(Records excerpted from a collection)
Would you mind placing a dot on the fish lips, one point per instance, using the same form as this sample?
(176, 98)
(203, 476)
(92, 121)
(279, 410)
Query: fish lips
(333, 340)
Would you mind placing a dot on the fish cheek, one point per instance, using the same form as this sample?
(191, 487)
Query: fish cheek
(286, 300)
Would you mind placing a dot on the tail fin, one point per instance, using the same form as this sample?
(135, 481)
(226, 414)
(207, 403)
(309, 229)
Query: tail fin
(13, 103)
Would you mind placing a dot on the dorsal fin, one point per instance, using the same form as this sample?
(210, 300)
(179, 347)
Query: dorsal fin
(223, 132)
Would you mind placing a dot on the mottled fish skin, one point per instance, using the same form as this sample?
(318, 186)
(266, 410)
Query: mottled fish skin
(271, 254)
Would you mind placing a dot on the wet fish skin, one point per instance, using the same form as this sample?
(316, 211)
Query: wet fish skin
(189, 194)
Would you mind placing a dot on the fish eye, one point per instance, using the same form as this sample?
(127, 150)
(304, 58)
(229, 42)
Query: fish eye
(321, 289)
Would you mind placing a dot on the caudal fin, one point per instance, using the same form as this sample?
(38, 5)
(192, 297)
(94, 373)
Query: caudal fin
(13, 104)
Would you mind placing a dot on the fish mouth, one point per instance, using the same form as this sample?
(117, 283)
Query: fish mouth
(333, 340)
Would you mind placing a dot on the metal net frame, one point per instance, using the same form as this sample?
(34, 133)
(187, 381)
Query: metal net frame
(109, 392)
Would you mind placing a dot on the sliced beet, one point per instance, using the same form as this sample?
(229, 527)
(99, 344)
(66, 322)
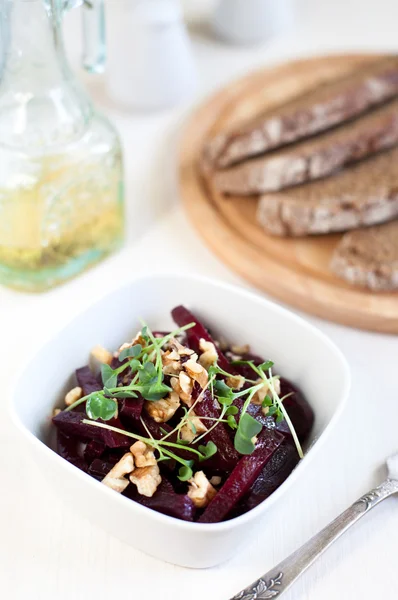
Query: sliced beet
(69, 448)
(131, 409)
(182, 316)
(275, 472)
(87, 381)
(226, 457)
(242, 477)
(94, 449)
(165, 500)
(70, 423)
(155, 430)
(298, 409)
(101, 466)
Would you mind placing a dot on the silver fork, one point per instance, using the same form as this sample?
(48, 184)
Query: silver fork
(281, 577)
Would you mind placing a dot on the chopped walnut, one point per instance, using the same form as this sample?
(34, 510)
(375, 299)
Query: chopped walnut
(192, 428)
(236, 382)
(102, 355)
(209, 353)
(200, 490)
(143, 455)
(259, 396)
(196, 372)
(162, 410)
(116, 479)
(73, 395)
(183, 386)
(171, 362)
(180, 349)
(240, 350)
(147, 480)
(215, 480)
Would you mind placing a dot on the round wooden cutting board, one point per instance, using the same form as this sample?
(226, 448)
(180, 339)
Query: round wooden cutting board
(294, 270)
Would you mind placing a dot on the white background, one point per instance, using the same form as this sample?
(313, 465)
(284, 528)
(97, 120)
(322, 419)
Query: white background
(47, 552)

● **Aim of the task**
Exactly as written, give the line containing "Query: round wooden cutting board" and all remaining lines of the records.

● **Solution below**
Query: round wooden cutting board
(294, 270)
Would you mind placing a dot on the white background, one point per instance, using the same form as this sample?
(313, 465)
(284, 528)
(97, 120)
(322, 419)
Query: white background
(47, 552)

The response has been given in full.